» **Activity**:
Lines of the records that hold the word "sofa" are to be counted; give the number and nothing more.

[Data items]
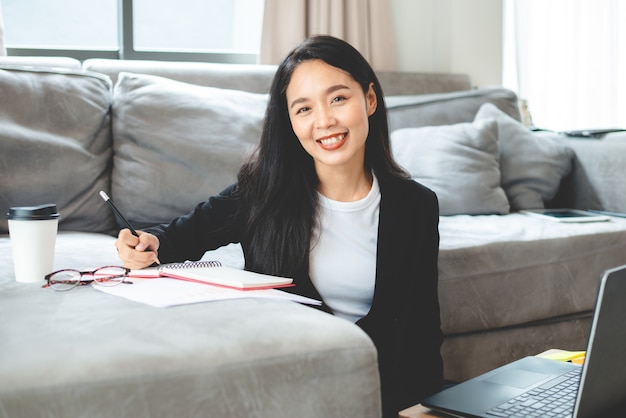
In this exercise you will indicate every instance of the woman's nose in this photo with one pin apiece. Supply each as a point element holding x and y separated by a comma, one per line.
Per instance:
<point>325,118</point>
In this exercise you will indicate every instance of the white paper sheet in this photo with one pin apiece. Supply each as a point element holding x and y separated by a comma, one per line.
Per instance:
<point>164,292</point>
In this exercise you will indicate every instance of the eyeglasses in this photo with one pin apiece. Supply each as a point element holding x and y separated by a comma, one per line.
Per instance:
<point>67,279</point>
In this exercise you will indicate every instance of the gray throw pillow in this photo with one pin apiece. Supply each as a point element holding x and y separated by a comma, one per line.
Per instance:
<point>176,144</point>
<point>55,144</point>
<point>532,166</point>
<point>415,111</point>
<point>460,163</point>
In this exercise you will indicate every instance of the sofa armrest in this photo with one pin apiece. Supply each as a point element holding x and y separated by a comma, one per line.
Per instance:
<point>597,177</point>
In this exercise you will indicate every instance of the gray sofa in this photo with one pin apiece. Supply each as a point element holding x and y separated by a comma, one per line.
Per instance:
<point>159,137</point>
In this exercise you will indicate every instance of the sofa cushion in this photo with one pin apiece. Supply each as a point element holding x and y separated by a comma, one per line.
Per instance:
<point>56,144</point>
<point>414,111</point>
<point>176,144</point>
<point>460,163</point>
<point>532,166</point>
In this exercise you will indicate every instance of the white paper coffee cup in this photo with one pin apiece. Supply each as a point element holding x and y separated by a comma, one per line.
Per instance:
<point>33,231</point>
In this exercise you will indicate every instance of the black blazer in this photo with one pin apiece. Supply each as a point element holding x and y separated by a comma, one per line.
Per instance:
<point>403,321</point>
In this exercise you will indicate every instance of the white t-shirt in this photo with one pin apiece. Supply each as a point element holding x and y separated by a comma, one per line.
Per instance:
<point>343,256</point>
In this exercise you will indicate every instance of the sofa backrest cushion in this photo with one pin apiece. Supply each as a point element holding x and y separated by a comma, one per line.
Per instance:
<point>175,144</point>
<point>532,166</point>
<point>55,144</point>
<point>459,162</point>
<point>414,111</point>
<point>257,78</point>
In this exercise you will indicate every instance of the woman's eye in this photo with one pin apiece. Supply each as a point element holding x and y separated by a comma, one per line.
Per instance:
<point>302,110</point>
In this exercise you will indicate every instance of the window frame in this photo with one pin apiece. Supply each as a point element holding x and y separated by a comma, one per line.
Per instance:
<point>126,50</point>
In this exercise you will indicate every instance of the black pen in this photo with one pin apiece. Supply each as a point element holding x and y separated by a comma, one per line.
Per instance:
<point>121,217</point>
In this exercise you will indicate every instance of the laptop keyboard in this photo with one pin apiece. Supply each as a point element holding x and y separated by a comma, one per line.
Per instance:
<point>554,398</point>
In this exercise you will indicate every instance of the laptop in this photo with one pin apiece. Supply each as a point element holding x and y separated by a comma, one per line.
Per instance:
<point>599,386</point>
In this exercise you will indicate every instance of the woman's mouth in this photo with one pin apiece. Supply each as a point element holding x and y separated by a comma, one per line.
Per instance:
<point>332,142</point>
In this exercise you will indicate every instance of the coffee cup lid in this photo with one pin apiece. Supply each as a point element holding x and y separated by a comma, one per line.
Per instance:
<point>40,212</point>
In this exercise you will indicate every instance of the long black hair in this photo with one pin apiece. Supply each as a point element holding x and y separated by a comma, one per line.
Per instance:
<point>279,183</point>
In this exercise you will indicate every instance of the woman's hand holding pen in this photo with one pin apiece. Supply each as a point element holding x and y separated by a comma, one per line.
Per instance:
<point>137,252</point>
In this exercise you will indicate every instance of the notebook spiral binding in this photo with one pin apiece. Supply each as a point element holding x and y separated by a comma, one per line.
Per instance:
<point>192,264</point>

» **Solution to the problem**:
4